Eduard Bach fue quien comenzó a descubrir
las propiedades curativas de algunas plantas, para lo cual debió investigar
también como encontrarlas, recolectarlas, y tratarlas.
Su historia comienza un 24 de septiembre
de 1886, cuando llegó al mundo en Mosley, una localidad suburbana situada a
pocos kilómetros de Birmingham, Inglaterra.
Durante su infancia,
Bach comenzó a
preocuparse por ver como podría evitar el sufrimiento de los seres vivos, algo
que pudo canalizar en el momento de decidir la carrera profesional que seguiría:
médico. Fue así como a los 20 años ingresó en la Facultad de Medicina de
Birmingham, de la cual egresó en 1912.
Durante sus prácticas médicas, Bach
constató aquello que venía intuyendo desde sus años tempranos: esto es que, al
tratar un enfermo, es más importante trabajar sobre su personalidad, lo que
incluye sus emociones, su psicología, sus motivaciones, etc., que sobre su
cuerpo. Comprobó, además, que aquellos enfermos que poseían algún tipo de
motivación, mejoraban mucho más rápido.
Con el paso del tiempo, Bach llegó a
transformarse en un médico e investigador muy reconocido, que poseía un gran
número de pacientes y era llamado por varias casas de estudio para dar
conferencias y seminarios. Sin embargo, Eduard sentía en su interior un gran
vacío, ya que no terminaba de creer en la medicina clásica. A causa de esto,
sufrió grandes depresiones y angustias.
En medio de una de esas crisis, tomó una
de las decisiones más importantes de su vida, cerrar su consultorio en la
capital y trasladarse a un pequeño pueblito costero de pescadores.

_Tarea_
Reescribe el pasaje del texto sobre Eduard Bach que empieza en "Con el paso" y termina después de "depresiones y angustias.", poniendo "charlas" en lugar de "conferencias". Las entradas provienen de otra fuente.

_Conjunto de datos_
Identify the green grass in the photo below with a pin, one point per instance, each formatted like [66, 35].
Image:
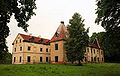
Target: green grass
[106, 69]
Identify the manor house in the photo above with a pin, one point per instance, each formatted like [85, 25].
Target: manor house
[28, 49]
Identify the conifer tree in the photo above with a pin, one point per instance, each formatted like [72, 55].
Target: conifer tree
[77, 39]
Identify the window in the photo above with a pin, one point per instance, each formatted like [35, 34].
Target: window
[98, 59]
[46, 59]
[91, 50]
[56, 58]
[102, 59]
[29, 47]
[20, 58]
[56, 46]
[16, 41]
[87, 49]
[14, 59]
[46, 49]
[95, 59]
[20, 40]
[91, 59]
[28, 58]
[15, 50]
[94, 51]
[40, 49]
[40, 59]
[85, 59]
[20, 48]
[101, 52]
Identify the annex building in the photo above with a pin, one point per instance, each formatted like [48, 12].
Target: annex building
[28, 49]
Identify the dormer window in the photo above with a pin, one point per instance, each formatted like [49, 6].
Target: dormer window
[20, 40]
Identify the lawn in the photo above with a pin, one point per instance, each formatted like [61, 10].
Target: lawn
[106, 69]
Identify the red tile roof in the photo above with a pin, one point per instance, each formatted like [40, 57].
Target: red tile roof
[60, 34]
[33, 39]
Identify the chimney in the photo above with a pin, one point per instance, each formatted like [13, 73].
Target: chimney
[62, 22]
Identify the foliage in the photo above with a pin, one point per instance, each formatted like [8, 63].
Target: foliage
[22, 11]
[77, 40]
[101, 38]
[107, 69]
[108, 13]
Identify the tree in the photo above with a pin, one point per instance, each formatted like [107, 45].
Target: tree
[108, 14]
[22, 11]
[100, 36]
[77, 39]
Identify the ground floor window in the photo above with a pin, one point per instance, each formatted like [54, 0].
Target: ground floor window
[20, 58]
[28, 58]
[46, 59]
[91, 59]
[56, 58]
[40, 59]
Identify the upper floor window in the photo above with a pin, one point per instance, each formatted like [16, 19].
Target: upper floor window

_Ejercicio resuelto_
Con el paso del tiempo, Bach llegó a
transformarse en un médico e investigador muy reconocido, que poseía un gran
número de pacientes y era llamado por varias casas de estudio para dar
charlas y seminarios. Sin embargo, Eduard sentía en su interior un gran
vacío, ya que no terminaba de creer en la medicina clásica. A causa de esto,
sufrió grandes depresiones y angustias.